#### Source extract:
== Segment start ==
Using the Breath to Control Reactions and Responses

Using the Breath to Control Reactions and Responses

 

Stressed? Take a Deep Breath.

Feeling burned out? stressed? Maybe you’re dealing with pain after over-doing it at the gym? We've got news: activating the Parasympathetic Nervous System or "PNS" can help you control your emotions, stress responses, and pain responses.

If you've ever wished that you had a personal "calm button" that you can use at any time to get you through a tough moment, read on.  

 

What Is the Parasympathetic Nervous System?

The autonomic nervous system is made up of the parasympathetic and sympathetic nervous systems. These innate systems govern everything from the “fight-or-flight” response to how we digest food and even the quality of our sleep.

When you’re feeling stressed, your system automatically releases cortisol. This adrenaline-like hormone increases feelings of anxiety and uncertainty when it reaches high levels in the blood.

The good news is that you can help manage your cortisol levels by gaining control of the autonomic nervous system by managing your breathing.

Research shows that we can maintain and control the autonomic nervous system by monitoring our breathing using a specific strategy.

 

Using Breathing to Control the Parasympathetic Nervous System

When stress starts to build, you can reduce the pressure by breathing in the correct manner. We can activate the parasympathetic nervous system by taking longer exhales and relatively shorter inhalations.

This breathing method involves taking a deep breath into the lungs, then exhaling for four to five times longer than the inhale. For example, it takes you two seconds to complete the inhalation and then eight seconds to exhale.

When exhaling, you control your breath, releasing it in an even and consistent manner. After repeating this breathing pattern 5 - 10 times, you’ll likely notice that your mind is calmer and more clear. In this calmer state, you're able to better manage your emotions and better cope with your pain and/or stress.
== Segment end ==
#### Data provided:
== Segment start ==
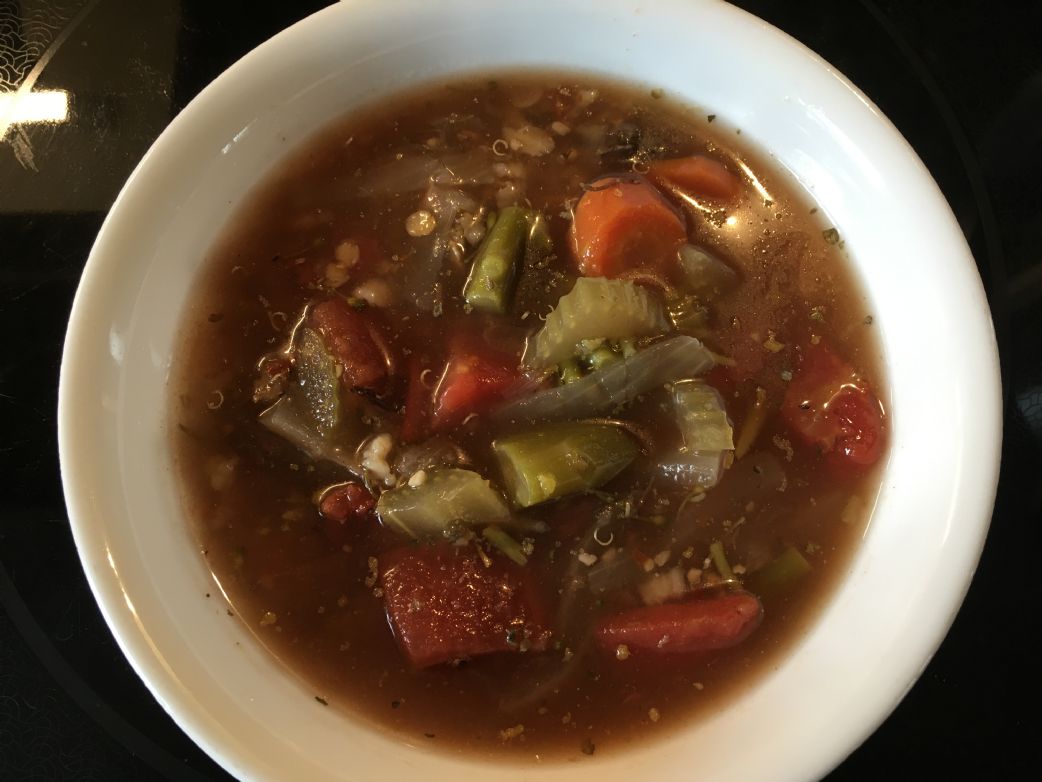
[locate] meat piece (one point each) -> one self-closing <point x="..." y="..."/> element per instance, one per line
<point x="444" y="604"/>
<point x="701" y="625"/>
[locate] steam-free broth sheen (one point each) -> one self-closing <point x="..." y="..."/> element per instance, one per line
<point x="527" y="415"/>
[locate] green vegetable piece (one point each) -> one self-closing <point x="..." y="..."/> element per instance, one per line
<point x="689" y="316"/>
<point x="602" y="357"/>
<point x="561" y="459"/>
<point x="701" y="417"/>
<point x="318" y="380"/>
<point x="596" y="307"/>
<point x="446" y="498"/>
<point x="539" y="244"/>
<point x="495" y="267"/>
<point x="704" y="272"/>
<point x="504" y="543"/>
<point x="570" y="371"/>
<point x="720" y="561"/>
<point x="779" y="572"/>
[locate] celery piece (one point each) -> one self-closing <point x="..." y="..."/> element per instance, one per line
<point x="560" y="459"/>
<point x="602" y="357"/>
<point x="538" y="244"/>
<point x="608" y="389"/>
<point x="504" y="543"/>
<point x="689" y="316"/>
<point x="447" y="497"/>
<point x="753" y="423"/>
<point x="701" y="417"/>
<point x="596" y="307"/>
<point x="703" y="271"/>
<point x="779" y="572"/>
<point x="320" y="386"/>
<point x="570" y="371"/>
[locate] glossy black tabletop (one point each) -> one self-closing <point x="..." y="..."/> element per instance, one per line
<point x="962" y="80"/>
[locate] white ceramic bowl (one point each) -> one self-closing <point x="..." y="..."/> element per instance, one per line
<point x="906" y="582"/>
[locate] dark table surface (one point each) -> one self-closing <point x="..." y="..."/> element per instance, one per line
<point x="962" y="80"/>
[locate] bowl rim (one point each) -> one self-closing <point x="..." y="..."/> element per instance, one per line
<point x="108" y="591"/>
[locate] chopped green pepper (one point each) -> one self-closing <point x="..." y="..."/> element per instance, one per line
<point x="504" y="543"/>
<point x="560" y="459"/>
<point x="720" y="561"/>
<point x="447" y="497"/>
<point x="780" y="571"/>
<point x="570" y="371"/>
<point x="596" y="308"/>
<point x="701" y="417"/>
<point x="317" y="376"/>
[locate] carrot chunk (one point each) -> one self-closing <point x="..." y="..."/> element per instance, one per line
<point x="622" y="225"/>
<point x="697" y="175"/>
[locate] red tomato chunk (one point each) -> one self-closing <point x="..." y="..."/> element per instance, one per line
<point x="475" y="379"/>
<point x="344" y="507"/>
<point x="348" y="335"/>
<point x="445" y="605"/>
<point x="694" y="626"/>
<point x="830" y="408"/>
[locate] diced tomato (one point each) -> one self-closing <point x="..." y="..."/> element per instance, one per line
<point x="700" y="625"/>
<point x="416" y="413"/>
<point x="351" y="339"/>
<point x="622" y="225"/>
<point x="444" y="604"/>
<point x="343" y="507"/>
<point x="697" y="175"/>
<point x="475" y="377"/>
<point x="830" y="408"/>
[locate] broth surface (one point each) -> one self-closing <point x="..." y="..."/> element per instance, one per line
<point x="351" y="192"/>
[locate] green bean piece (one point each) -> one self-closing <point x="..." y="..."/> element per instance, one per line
<point x="689" y="316"/>
<point x="317" y="376"/>
<point x="447" y="497"/>
<point x="539" y="244"/>
<point x="495" y="267"/>
<point x="779" y="572"/>
<point x="602" y="357"/>
<point x="561" y="459"/>
<point x="504" y="543"/>
<point x="720" y="561"/>
<point x="570" y="371"/>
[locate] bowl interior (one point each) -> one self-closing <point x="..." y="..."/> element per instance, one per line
<point x="876" y="633"/>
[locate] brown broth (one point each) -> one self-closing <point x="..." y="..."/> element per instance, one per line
<point x="249" y="494"/>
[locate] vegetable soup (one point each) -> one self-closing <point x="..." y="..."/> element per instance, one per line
<point x="529" y="415"/>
== Segment end ==
#### Your objective:
Reproduce the full article on using the breath to control reactions and responses, which appears above the items, word for word and without any changes.

#### Answer space:
Using the Breath to Control Reactions and Responses

Using the Breath to Control Reactions and Responses

 

Stressed? Take a Deep Breath.

Feeling burned out? stressed? Maybe you’re dealing with pain after over-doing it at the gym? We've got news: activating the Parasympathetic Nervous System or "PNS" can help you control your emotions, stress responses, and pain responses.

If you've ever wished that you had a personal "calm button" that you can use at any time to get you through a tough moment, read on.  

 

What Is the Parasympathetic Nervous System?

The autonomic nervous system is made up of the parasympathetic and sympathetic nervous systems. These innate systems govern everything from the “fight-or-flight” response to how we digest food and even the quality of our sleep.

When you’re feeling stressed, your system automatically releases cortisol. This adrenaline-like hormone increases feelings of anxiety and uncertainty when it reaches high levels in the blood.

The good news is that you can help manage your cortisol levels by gaining control of the autonomic nervous system by managing your breathing.

Research shows that we can maintain and control the autonomic nervous system by monitoring our breathing using a specific strategy.

 

Using Breathing to Control the Parasympathetic Nervous System

When stress starts to build, you can reduce the pressure by breathing in the correct manner. We can activate the parasympathetic nervous system by taking longer exhales and relatively shorter inhalations.

This breathing method involves taking a deep breath into the lungs, then exhaling for four to five times longer than the inhale. For example, it takes you two seconds to complete the inhalation and then eight seconds to exhale.

When exhaling, you control your breath, releasing it in an even and consistent manner. After repeating this breathing pattern 5 - 10 times, you’ll likely notice that your mind is calmer and more clear. In this calmer state, you're able to better manage your emotions and better cope with your pain and/or stress.